— begin Task inputs —

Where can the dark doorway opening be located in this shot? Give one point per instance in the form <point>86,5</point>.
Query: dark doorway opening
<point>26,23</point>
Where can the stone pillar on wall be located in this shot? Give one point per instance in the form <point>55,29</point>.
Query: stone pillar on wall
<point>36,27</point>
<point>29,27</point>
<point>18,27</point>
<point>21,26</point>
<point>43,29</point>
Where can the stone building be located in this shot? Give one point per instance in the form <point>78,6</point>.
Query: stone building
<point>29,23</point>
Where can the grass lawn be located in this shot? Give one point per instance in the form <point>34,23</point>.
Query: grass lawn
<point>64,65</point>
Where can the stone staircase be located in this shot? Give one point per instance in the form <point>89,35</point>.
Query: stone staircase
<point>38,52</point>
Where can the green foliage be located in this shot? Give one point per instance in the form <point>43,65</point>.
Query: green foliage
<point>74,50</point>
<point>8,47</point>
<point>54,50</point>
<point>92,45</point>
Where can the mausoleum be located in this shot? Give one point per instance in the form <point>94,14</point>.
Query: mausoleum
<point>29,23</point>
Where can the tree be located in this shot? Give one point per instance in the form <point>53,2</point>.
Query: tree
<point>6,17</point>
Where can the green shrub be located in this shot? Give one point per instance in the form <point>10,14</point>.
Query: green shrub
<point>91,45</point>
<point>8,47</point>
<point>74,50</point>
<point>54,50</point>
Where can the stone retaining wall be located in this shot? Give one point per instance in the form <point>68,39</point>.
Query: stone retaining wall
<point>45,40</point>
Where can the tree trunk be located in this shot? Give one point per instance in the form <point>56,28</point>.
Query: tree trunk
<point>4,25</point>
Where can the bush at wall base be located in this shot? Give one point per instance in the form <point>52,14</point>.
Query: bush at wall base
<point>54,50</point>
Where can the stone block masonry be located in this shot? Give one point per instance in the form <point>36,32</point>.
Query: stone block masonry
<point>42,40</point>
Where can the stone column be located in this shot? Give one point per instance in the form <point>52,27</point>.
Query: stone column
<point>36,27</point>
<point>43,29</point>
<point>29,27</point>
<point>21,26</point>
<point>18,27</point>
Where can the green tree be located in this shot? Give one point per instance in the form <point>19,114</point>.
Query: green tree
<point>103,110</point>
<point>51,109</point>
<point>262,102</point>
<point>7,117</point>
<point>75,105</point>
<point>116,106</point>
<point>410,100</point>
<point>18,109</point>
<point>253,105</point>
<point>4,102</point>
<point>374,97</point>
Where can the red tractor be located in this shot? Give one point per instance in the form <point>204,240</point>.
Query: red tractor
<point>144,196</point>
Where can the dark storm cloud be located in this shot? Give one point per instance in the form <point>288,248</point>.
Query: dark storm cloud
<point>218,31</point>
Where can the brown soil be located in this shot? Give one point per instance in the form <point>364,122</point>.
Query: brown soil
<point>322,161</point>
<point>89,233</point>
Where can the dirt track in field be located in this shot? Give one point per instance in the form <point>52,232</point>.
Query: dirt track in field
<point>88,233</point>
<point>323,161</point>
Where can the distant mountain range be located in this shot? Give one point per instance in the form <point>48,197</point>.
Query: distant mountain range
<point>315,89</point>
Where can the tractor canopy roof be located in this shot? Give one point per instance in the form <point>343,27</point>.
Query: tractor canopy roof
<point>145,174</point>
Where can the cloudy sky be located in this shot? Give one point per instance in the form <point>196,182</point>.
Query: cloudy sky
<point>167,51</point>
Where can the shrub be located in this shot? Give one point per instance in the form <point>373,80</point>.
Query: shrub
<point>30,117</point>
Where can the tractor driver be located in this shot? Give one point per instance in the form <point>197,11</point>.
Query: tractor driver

— end Task inputs —

Repeat each of the entries above precisely as given.

## Task answer
Where can the dark doorway opening be located in this shot? Give one point per instance in the form <point>86,5</point>.
Query: dark doorway opening
<point>26,23</point>
Where can the stone pillar on wall be located in this shot? Give one point per instance in the form <point>55,29</point>.
Query: stone pillar on wall
<point>36,27</point>
<point>29,27</point>
<point>18,27</point>
<point>21,26</point>
<point>43,29</point>
Where can the stone building be located in this shot? Give one point per instance in the form <point>78,6</point>.
Query: stone building
<point>29,23</point>
Where can the grass lawn be located in this shot? Give one point per instance in the form <point>34,23</point>.
Query: grass lawn
<point>64,65</point>
Where can the stone staircase be located in this shot? Give one point per instance in the form <point>89,35</point>.
Query: stone staircase
<point>38,52</point>
Where can the green foliage be located in this shot? Give one point per instance in the form <point>43,65</point>.
Query: green foliage
<point>74,50</point>
<point>8,47</point>
<point>54,50</point>
<point>92,45</point>
Where can the mausoleum be located in this shot? Give one point per instance in the form <point>94,14</point>.
Query: mausoleum
<point>29,23</point>
Where can the tree be located in this shot? Give one point per instance in the form <point>53,2</point>.
Query: tree
<point>6,17</point>
Where can the green shrub be located in this shot? Give one point per instance in the form <point>10,14</point>.
Query: green shrub
<point>91,45</point>
<point>8,47</point>
<point>74,50</point>
<point>54,50</point>
Where can the stone retaining wall be located in this shot? Give one point per instance in the form <point>68,39</point>.
Query: stone retaining wall
<point>45,40</point>
Where can the tree trunk be located in this shot? Give one point per instance in the form <point>56,28</point>.
Query: tree trunk
<point>4,25</point>
Where can the bush at wall base be located in this shot? Give one point per instance in the form <point>52,14</point>.
Query: bush at wall base
<point>54,50</point>
Where can the stone block masonry be located in this shot? Give one point per instance in the form <point>36,32</point>.
Query: stone block masonry
<point>42,40</point>
Where can the stone column be located in this shot? Give one point per instance in the form <point>52,27</point>.
Query: stone column
<point>36,27</point>
<point>43,29</point>
<point>29,27</point>
<point>21,26</point>
<point>18,27</point>
Where can the green tree be located in this shot? Give one point per instance in the form <point>19,114</point>.
Query: green tree
<point>103,110</point>
<point>51,109</point>
<point>262,102</point>
<point>7,117</point>
<point>75,105</point>
<point>116,106</point>
<point>410,100</point>
<point>18,109</point>
<point>253,105</point>
<point>4,102</point>
<point>374,97</point>
Where can the red tractor be located in this shot? Give one point per instance in the form <point>204,240</point>.
Query: red tractor
<point>144,196</point>
Where can the dark storm cloud be located in this shot? Give one point per instance in the form <point>288,248</point>.
Query: dark storm cloud
<point>218,31</point>
Where can the brown soil be located in this shot? Give one point per instance in the form <point>364,122</point>.
Query: brown soil
<point>322,161</point>
<point>89,233</point>
Where can the dirt track in field be located in this shot? Give one point per instance in the form <point>52,232</point>.
Query: dirt track in field
<point>88,233</point>
<point>323,161</point>
Where can the distant mountain range be located in this shot? Give one point per instance in the form <point>48,197</point>.
Query: distant mountain range
<point>315,89</point>
Where can the tractor canopy roof be located in this shot? Give one point per instance in the form <point>343,27</point>.
Query: tractor canopy roof
<point>145,174</point>
Where can the cloudy sky be located in this shot? Give one point per instance in the form <point>196,182</point>.
Query: cloudy sky
<point>167,51</point>
Where can the shrub be located in this shot? Give one point per instance in the form <point>373,80</point>.
Query: shrub
<point>30,117</point>
Where can the tractor driver be located in this shot? Give one point per instance in the form <point>197,11</point>.
Query: tractor driver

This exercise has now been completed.